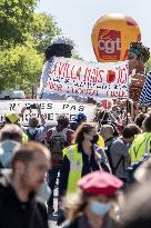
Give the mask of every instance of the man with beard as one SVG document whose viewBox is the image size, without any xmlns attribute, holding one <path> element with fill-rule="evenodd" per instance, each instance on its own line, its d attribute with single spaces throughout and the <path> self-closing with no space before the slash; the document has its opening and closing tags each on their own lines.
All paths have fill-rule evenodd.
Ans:
<svg viewBox="0 0 151 228">
<path fill-rule="evenodd" d="M 17 147 L 12 171 L 0 175 L 0 227 L 48 228 L 44 205 L 36 198 L 49 168 L 48 149 L 38 142 Z"/>
</svg>

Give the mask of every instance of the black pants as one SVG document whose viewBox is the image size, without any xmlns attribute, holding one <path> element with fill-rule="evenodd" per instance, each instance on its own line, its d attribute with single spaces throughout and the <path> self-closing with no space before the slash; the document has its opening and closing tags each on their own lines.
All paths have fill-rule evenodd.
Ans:
<svg viewBox="0 0 151 228">
<path fill-rule="evenodd" d="M 56 187 L 56 182 L 57 182 L 57 178 L 58 178 L 58 174 L 60 171 L 60 166 L 54 166 L 52 169 L 49 170 L 48 172 L 48 185 L 51 188 L 51 196 L 48 200 L 48 207 L 49 208 L 53 208 L 53 191 L 54 191 L 54 187 Z"/>
</svg>

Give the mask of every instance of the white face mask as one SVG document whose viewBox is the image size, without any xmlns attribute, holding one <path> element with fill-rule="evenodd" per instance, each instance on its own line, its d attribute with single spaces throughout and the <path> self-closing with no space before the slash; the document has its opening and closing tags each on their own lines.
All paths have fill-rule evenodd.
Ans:
<svg viewBox="0 0 151 228">
<path fill-rule="evenodd" d="M 110 211 L 111 205 L 110 204 L 101 204 L 97 200 L 92 200 L 90 202 L 89 208 L 94 215 L 104 216 Z"/>
</svg>

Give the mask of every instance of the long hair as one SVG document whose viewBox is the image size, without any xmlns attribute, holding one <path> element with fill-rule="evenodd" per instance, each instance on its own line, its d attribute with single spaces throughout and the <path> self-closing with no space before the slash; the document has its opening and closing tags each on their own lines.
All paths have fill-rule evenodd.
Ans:
<svg viewBox="0 0 151 228">
<path fill-rule="evenodd" d="M 95 129 L 97 125 L 93 122 L 82 122 L 76 130 L 73 137 L 73 143 L 81 143 L 84 139 L 84 133 L 89 133 L 91 130 Z"/>
</svg>

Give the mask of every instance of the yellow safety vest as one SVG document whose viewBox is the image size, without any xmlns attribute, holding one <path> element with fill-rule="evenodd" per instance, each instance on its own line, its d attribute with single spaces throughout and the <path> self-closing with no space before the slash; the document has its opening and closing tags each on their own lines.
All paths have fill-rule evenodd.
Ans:
<svg viewBox="0 0 151 228">
<path fill-rule="evenodd" d="M 131 163 L 140 160 L 144 153 L 150 153 L 151 132 L 137 135 L 129 150 Z"/>
<path fill-rule="evenodd" d="M 102 149 L 104 149 L 104 140 L 101 136 L 99 136 L 99 139 L 98 139 L 98 146 L 101 147 Z"/>
<path fill-rule="evenodd" d="M 29 138 L 28 136 L 23 132 L 22 133 L 22 142 L 28 142 L 29 141 Z"/>
<path fill-rule="evenodd" d="M 63 149 L 63 156 L 67 156 L 70 161 L 67 194 L 76 192 L 77 182 L 82 175 L 82 153 L 78 151 L 78 145 L 72 145 Z"/>
</svg>

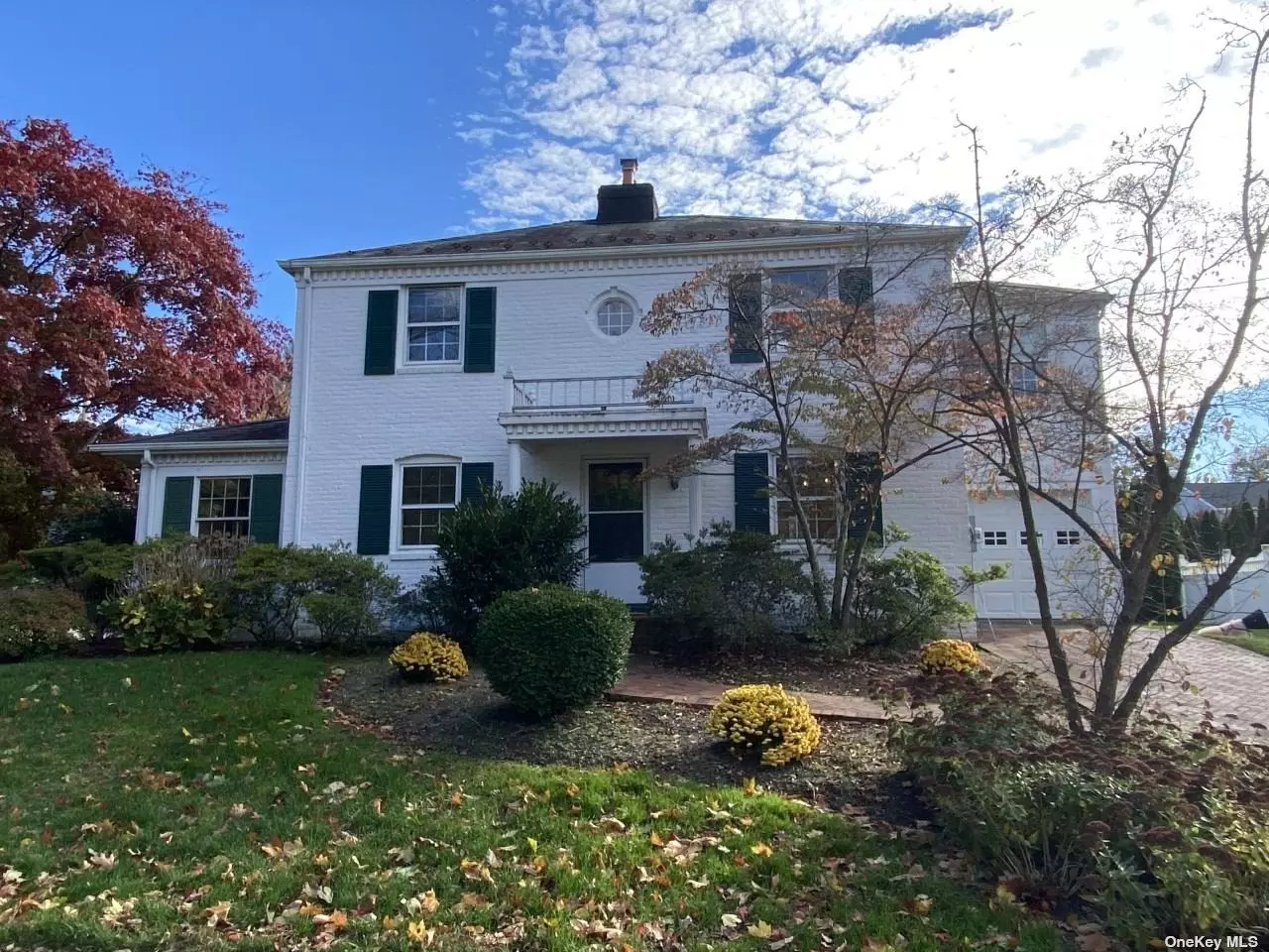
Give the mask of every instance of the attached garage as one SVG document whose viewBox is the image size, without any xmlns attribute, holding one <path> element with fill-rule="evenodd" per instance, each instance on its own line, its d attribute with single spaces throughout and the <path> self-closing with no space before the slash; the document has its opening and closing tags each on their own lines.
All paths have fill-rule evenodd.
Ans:
<svg viewBox="0 0 1269 952">
<path fill-rule="evenodd" d="M 1110 504 L 1113 506 L 1113 500 Z M 1086 617 L 1096 612 L 1104 594 L 1099 580 L 1099 556 L 1088 533 L 1047 504 L 1037 504 L 1036 519 L 1053 614 Z M 978 617 L 1038 619 L 1036 579 L 1016 498 L 971 501 L 970 520 L 973 567 L 983 570 L 990 565 L 1004 565 L 1009 572 L 1000 581 L 975 588 Z"/>
</svg>

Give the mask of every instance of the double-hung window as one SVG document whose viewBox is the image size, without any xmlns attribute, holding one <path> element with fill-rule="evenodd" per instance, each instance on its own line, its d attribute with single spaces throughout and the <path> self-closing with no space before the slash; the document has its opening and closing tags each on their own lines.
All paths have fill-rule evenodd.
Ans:
<svg viewBox="0 0 1269 952">
<path fill-rule="evenodd" d="M 462 338 L 462 288 L 410 288 L 406 294 L 406 363 L 457 363 Z"/>
<path fill-rule="evenodd" d="M 772 310 L 796 310 L 836 293 L 830 268 L 782 268 L 772 272 Z"/>
<path fill-rule="evenodd" d="M 250 476 L 204 476 L 198 480 L 197 534 L 246 536 L 250 528 Z"/>
<path fill-rule="evenodd" d="M 1044 386 L 1044 372 L 1048 369 L 1048 360 L 1032 360 L 1019 363 L 1014 367 L 1014 392 L 1038 393 Z"/>
<path fill-rule="evenodd" d="M 811 527 L 811 537 L 819 542 L 831 542 L 838 537 L 836 472 L 827 459 L 793 459 L 793 473 L 784 468 L 784 461 L 775 461 L 775 523 L 777 534 L 782 539 L 801 542 L 802 531 L 797 524 L 793 500 L 788 496 L 788 486 L 797 486 L 802 512 Z"/>
<path fill-rule="evenodd" d="M 401 547 L 434 546 L 457 505 L 457 466 L 401 467 Z"/>
</svg>

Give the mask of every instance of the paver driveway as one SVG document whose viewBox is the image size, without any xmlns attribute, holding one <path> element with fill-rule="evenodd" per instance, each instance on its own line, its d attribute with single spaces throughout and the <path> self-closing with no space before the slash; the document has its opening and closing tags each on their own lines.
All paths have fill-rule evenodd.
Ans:
<svg viewBox="0 0 1269 952">
<path fill-rule="evenodd" d="M 1065 628 L 1063 635 L 1070 638 L 1067 652 L 1076 679 L 1090 689 L 1093 661 L 1082 647 L 1086 632 Z M 1157 628 L 1140 628 L 1134 633 L 1128 649 L 1133 671 L 1160 635 Z M 990 654 L 1052 679 L 1048 647 L 1038 625 L 982 623 L 978 637 Z M 1173 650 L 1142 707 L 1198 724 L 1204 702 L 1211 703 L 1218 725 L 1228 722 L 1247 734 L 1251 724 L 1269 725 L 1269 658 L 1212 638 L 1190 636 L 1183 641 Z"/>
</svg>

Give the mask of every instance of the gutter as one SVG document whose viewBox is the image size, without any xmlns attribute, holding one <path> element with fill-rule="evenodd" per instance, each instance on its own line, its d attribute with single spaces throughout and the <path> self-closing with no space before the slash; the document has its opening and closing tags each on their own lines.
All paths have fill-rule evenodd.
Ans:
<svg viewBox="0 0 1269 952">
<path fill-rule="evenodd" d="M 232 451 L 250 451 L 250 449 L 286 449 L 287 440 L 284 439 L 235 439 L 235 440 L 202 440 L 198 443 L 160 443 L 157 440 L 151 442 L 137 442 L 137 443 L 93 443 L 88 447 L 90 453 L 102 453 L 102 456 L 136 456 L 141 453 L 143 461 L 154 465 L 150 459 L 150 453 L 181 453 L 188 451 L 194 452 L 211 452 L 213 449 L 232 449 Z"/>
<path fill-rule="evenodd" d="M 547 248 L 524 251 L 462 251 L 458 254 L 412 254 L 412 255 L 374 255 L 348 258 L 341 255 L 319 258 L 282 258 L 278 267 L 292 275 L 305 268 L 348 269 L 348 268 L 390 268 L 421 264 L 495 264 L 499 261 L 549 261 L 576 260 L 577 258 L 656 258 L 664 255 L 689 255 L 716 251 L 754 251 L 786 248 L 817 248 L 820 245 L 860 245 L 869 241 L 902 244 L 916 241 L 935 245 L 958 246 L 970 234 L 968 228 L 921 228 L 895 231 L 887 235 L 886 226 L 877 226 L 872 234 L 843 231 L 838 235 L 792 235 L 770 239 L 720 239 L 717 241 L 657 241 L 652 245 L 626 245 L 622 242 L 580 245 L 572 248 Z M 472 237 L 480 237 L 473 235 Z M 448 239 L 438 239 L 448 240 Z"/>
</svg>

== WHAT YOU ARE ASKED TO DO ==
Format the records from the line containing "Give the mask of every instance of the double-hung" up to and including the line containing "250 476 L 204" as a two-column CSV with the columns input and output. Give one row per record, with the text in input and its answer in output, each in a single quoted field, and replace line breaks with spaces.

== RESULT OF THIS EXERCISE ==
input,output
"Give the mask of every instance of the double-hung window as one SVG document whose viewBox is the image size, without any xmlns attribute, holding one <path> element with fill-rule=""evenodd"" per instance, each instance on its own line, its d attribute with single spaces throughout and the <path> self-closing with no space before the slash; the document has its opening and closing tags each on their own lines. All paths have fill-rule evenodd. Ans:","<svg viewBox=""0 0 1269 952""> <path fill-rule=""evenodd"" d=""M 462 338 L 462 288 L 410 288 L 406 294 L 406 363 L 457 363 Z""/> <path fill-rule=""evenodd"" d=""M 772 310 L 796 310 L 836 293 L 830 268 L 782 268 L 772 272 Z""/> <path fill-rule=""evenodd"" d=""M 250 476 L 204 476 L 198 480 L 197 534 L 246 536 L 250 528 Z""/>"